Vous avez sans doute, comme plus de vingt millions de lecteurs découvert l’écrivain allemand Patrick Süskind avec son premier roman Le Parfum, publié en 1986. Auteur rare, dans tous les sens du terme, il écrivit une unique pièce, La Contrebasse, créée en France par Jacques Villeret en 1991, puis reprise en 2015 par Clovis Cornillac.

Place aujourd’hui à l’extraordinaire et également trop rare Jean-Jacques Vanier, que l’on retrouve avec un plaisir infini sur la scène du Lucernaire face à l’imposant instrument, dans ce superbe texte, grinçant, émouvant et hilarant.

Nul besoin d’être mélomane pour être touché par La Contrebasse, même si les fans de musique classique s’esclafferont sur les saillies à l’encontre de Wagner et Mozart, qui en prennent ici pour leur grade. L’instrument – et la musique – reste un prétexte, accessoire parabole de toutes les frustrations d’une vie. Celle de ce musicien membre de « L’orchestre national », dont la relation avec son embarrassant instrument exprime toutes les souffrances d’une existence aigrie, emplie de solitude. Qu’il noie, sous prétexte de « déshydratation », à coups de canettes de bière, dont son frigo est rempli.

La Contrebasse,  un texte grinçant, émouvant et hilarant

Jean-Jacques Vanier offre ici une véritable performance, bouleversante et burlesque, profondément humaine, dans une parfaite mise en scène de Gil Galliot.

**CONSIGNES À SUIVRE:** Reproduisez sans rien changer le passage de la critique de La Contrebasse qui va de « Vous avez sans » à « par Clovis Cornillac. », ces mots compris.

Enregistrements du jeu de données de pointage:
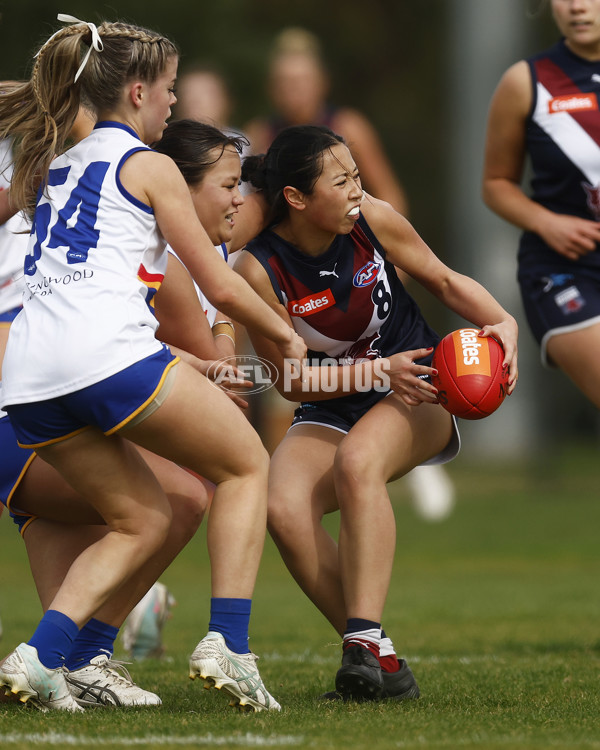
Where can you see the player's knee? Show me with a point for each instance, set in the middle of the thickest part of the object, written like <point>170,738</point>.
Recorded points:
<point>283,521</point>
<point>352,468</point>
<point>188,511</point>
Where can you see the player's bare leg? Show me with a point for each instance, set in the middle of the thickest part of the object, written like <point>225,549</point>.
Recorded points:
<point>577,353</point>
<point>301,492</point>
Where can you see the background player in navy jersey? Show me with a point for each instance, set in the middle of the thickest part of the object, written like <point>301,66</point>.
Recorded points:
<point>128,202</point>
<point>327,264</point>
<point>546,109</point>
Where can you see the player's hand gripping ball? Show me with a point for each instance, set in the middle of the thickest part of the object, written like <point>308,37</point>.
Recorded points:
<point>471,381</point>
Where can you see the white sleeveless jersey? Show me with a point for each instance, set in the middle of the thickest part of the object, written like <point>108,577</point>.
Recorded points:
<point>86,313</point>
<point>13,241</point>
<point>209,309</point>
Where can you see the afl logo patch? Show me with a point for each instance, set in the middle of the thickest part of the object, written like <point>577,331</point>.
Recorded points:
<point>367,274</point>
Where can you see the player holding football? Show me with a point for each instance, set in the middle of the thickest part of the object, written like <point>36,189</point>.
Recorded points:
<point>545,109</point>
<point>327,266</point>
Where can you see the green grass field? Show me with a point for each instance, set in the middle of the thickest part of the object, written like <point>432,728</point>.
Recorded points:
<point>496,609</point>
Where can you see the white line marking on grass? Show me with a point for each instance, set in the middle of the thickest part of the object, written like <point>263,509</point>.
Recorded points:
<point>244,740</point>
<point>311,657</point>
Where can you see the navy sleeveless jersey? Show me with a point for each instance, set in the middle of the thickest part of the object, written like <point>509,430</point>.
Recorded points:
<point>563,143</point>
<point>348,304</point>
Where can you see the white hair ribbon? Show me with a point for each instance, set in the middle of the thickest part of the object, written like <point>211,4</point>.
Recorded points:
<point>96,41</point>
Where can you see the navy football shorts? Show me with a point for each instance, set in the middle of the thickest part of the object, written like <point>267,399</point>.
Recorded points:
<point>559,301</point>
<point>343,417</point>
<point>13,467</point>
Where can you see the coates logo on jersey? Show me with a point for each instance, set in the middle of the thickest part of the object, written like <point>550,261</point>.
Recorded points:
<point>300,308</point>
<point>572,103</point>
<point>367,274</point>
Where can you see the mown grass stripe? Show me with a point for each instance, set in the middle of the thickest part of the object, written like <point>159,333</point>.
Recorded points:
<point>59,738</point>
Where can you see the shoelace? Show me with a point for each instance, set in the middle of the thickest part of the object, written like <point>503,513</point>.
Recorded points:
<point>117,670</point>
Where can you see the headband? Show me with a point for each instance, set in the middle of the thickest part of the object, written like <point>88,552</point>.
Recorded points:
<point>96,41</point>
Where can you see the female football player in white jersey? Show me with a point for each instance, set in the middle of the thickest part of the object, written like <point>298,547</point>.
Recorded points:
<point>369,412</point>
<point>83,369</point>
<point>56,524</point>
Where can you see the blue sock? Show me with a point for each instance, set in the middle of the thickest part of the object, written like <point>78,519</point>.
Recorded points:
<point>231,618</point>
<point>54,638</point>
<point>95,638</point>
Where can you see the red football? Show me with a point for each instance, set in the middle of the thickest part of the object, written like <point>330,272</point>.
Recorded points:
<point>470,380</point>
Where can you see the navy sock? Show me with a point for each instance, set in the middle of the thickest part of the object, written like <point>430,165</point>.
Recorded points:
<point>231,618</point>
<point>53,638</point>
<point>95,638</point>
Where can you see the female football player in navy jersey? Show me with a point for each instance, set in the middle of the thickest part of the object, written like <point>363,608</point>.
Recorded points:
<point>83,369</point>
<point>368,412</point>
<point>546,109</point>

**SOLUTION PROPOSÉE:**
Vous avez sans doute, comme plus de vingt millions de lecteurs découvert l’écrivain allemand Patrick Süskind avec son premier roman Le Parfum, publié en 1986. Auteur rare, dans tous les sens du terme, il écrivit une unique pièce, La Contrebasse, créée en France par Jacques Villeret en 1991, puis reprise en 2015 par Clovis Cornillac.